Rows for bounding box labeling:
####

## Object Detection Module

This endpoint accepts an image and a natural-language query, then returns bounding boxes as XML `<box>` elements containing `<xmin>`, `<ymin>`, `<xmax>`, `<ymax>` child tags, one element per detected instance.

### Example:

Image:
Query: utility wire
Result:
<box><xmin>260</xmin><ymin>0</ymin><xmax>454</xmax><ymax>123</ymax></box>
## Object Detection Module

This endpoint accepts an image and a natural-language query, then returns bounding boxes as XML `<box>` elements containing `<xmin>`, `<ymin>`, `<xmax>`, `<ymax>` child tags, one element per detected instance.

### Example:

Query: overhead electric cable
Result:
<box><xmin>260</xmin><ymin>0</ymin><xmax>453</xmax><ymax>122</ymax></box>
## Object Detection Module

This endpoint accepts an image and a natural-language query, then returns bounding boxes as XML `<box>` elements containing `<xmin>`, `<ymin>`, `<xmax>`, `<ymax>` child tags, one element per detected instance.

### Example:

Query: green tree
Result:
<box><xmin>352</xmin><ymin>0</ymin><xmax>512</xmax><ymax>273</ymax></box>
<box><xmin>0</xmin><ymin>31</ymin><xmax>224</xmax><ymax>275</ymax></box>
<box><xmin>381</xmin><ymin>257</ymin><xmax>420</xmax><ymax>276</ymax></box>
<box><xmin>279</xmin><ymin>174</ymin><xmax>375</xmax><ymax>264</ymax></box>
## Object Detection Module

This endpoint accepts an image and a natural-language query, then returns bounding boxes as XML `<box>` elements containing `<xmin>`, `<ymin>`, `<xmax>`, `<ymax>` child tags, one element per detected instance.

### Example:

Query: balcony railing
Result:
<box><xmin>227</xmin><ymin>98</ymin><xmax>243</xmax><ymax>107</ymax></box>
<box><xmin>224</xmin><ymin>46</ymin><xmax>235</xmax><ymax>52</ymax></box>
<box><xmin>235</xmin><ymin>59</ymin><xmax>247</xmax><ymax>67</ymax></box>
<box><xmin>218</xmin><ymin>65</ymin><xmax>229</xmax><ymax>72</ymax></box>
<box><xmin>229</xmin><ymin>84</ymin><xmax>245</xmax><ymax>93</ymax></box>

####

- _Problem_
Output every line of the rows above as a JSON list of strings, one string per line, leaving out blank lines.

- _Answer to the problem_
[
  "## Object Detection Module",
  "This endpoint accepts an image and a natural-language query, then returns bounding boxes as XML `<box>` elements containing `<xmin>`, `<ymin>`, `<xmax>`, `<ymax>` child tags, one element per detected instance.",
  "### Example:",
  "Image:",
  "Query: utility wire",
  "Result:",
  "<box><xmin>260</xmin><ymin>0</ymin><xmax>454</xmax><ymax>123</ymax></box>",
  "## Object Detection Module",
  "This endpoint accepts an image and a natural-language query, then returns bounding boxes as XML `<box>` elements containing `<xmin>`, `<ymin>`, `<xmax>`, `<ymax>` child tags, one element per detected instance.",
  "### Example:",
  "Query: overhead electric cable",
  "Result:",
  "<box><xmin>260</xmin><ymin>0</ymin><xmax>453</xmax><ymax>122</ymax></box>",
  "## Object Detection Module",
  "This endpoint accepts an image and a natural-language query, then returns bounding boxes as XML `<box>` elements containing `<xmin>`, `<ymin>`, `<xmax>`, `<ymax>` child tags, one element per detected instance.",
  "### Example:",
  "Query: green tree",
  "Result:",
  "<box><xmin>352</xmin><ymin>0</ymin><xmax>512</xmax><ymax>273</ymax></box>",
  "<box><xmin>0</xmin><ymin>31</ymin><xmax>224</xmax><ymax>275</ymax></box>",
  "<box><xmin>381</xmin><ymin>257</ymin><xmax>420</xmax><ymax>276</ymax></box>",
  "<box><xmin>279</xmin><ymin>174</ymin><xmax>375</xmax><ymax>264</ymax></box>",
  "## Object Detection Module",
  "This endpoint accepts an image and a natural-language query, then returns bounding boxes as XML `<box>` elements containing `<xmin>`, `<ymin>`, `<xmax>`, `<ymax>` child tags, one element per detected instance.",
  "### Example:",
  "Query: balcony railing",
  "Result:",
  "<box><xmin>227</xmin><ymin>98</ymin><xmax>243</xmax><ymax>107</ymax></box>",
  "<box><xmin>224</xmin><ymin>46</ymin><xmax>235</xmax><ymax>52</ymax></box>",
  "<box><xmin>235</xmin><ymin>59</ymin><xmax>247</xmax><ymax>67</ymax></box>",
  "<box><xmin>218</xmin><ymin>65</ymin><xmax>229</xmax><ymax>72</ymax></box>",
  "<box><xmin>229</xmin><ymin>84</ymin><xmax>245</xmax><ymax>93</ymax></box>"
]